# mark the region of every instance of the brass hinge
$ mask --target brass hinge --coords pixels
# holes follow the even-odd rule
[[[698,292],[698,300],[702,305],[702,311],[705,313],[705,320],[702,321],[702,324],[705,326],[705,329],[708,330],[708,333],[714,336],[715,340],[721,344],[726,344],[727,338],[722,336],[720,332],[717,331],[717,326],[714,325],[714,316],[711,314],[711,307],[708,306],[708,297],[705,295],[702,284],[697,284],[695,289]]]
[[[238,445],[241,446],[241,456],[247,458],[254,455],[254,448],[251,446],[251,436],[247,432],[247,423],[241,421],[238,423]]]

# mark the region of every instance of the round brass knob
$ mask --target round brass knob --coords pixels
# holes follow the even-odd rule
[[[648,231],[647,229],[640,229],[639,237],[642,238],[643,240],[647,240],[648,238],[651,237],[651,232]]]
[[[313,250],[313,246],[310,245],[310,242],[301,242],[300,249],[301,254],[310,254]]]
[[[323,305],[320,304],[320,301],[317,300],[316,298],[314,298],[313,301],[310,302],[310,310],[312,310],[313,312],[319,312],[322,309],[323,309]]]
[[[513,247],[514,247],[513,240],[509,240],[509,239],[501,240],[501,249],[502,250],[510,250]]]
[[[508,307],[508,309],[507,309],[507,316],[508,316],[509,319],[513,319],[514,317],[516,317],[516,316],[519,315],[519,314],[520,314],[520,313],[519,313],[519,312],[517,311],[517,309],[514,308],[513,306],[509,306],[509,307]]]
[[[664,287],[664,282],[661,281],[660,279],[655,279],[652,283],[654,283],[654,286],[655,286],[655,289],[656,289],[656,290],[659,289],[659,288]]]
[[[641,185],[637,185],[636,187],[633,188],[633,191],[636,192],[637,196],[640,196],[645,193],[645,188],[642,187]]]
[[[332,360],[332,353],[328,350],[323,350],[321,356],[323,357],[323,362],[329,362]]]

#### ACTION ITEM:
Nothing is to be left out; reproduce each record exactly.

#### EXERCISE OUTPUT:
# mark the region of every instance of the brass hinge
$ mask --target brass hinge --coords pixels
# holes follow the even-odd rule
[[[698,292],[698,300],[702,305],[702,311],[705,313],[705,320],[702,321],[702,324],[705,326],[705,329],[708,330],[708,333],[714,336],[715,340],[721,344],[726,344],[727,338],[722,336],[720,332],[717,331],[717,326],[714,325],[714,316],[711,314],[711,307],[708,306],[708,297],[705,295],[702,284],[697,284],[695,289]]]
[[[238,445],[241,446],[241,456],[247,458],[254,455],[254,448],[251,446],[251,436],[247,432],[247,423],[241,421],[238,423]]]

# mark the region of every instance of the round brass knob
$ mask --target round brass knob --coords pixels
# holes follow the even-odd rule
[[[648,231],[647,229],[640,229],[639,237],[642,238],[643,240],[647,240],[648,238],[651,237],[651,232]]]
[[[313,250],[313,246],[310,245],[310,242],[301,242],[300,249],[301,254],[310,254]]]
[[[323,305],[320,304],[320,301],[317,300],[316,298],[314,298],[313,301],[310,302],[310,310],[312,310],[313,312],[319,312],[322,309],[323,309]]]
[[[513,247],[514,247],[513,240],[509,240],[509,239],[501,240],[501,249],[502,250],[510,250]]]
[[[508,307],[508,309],[507,309],[507,316],[508,316],[509,319],[513,319],[514,317],[516,317],[516,316],[519,315],[519,314],[520,314],[520,313],[519,313],[519,312],[517,311],[517,309],[514,308],[513,306],[509,306],[509,307]]]
[[[664,287],[664,282],[661,281],[660,279],[655,279],[652,283],[654,283],[654,286],[655,286],[655,289],[656,289],[656,290],[659,289],[659,288]]]
[[[641,185],[637,185],[636,187],[633,188],[633,191],[636,192],[637,196],[640,196],[645,193],[645,188],[642,187]]]
[[[332,360],[332,353],[328,350],[323,350],[321,356],[323,357],[323,362],[329,362]]]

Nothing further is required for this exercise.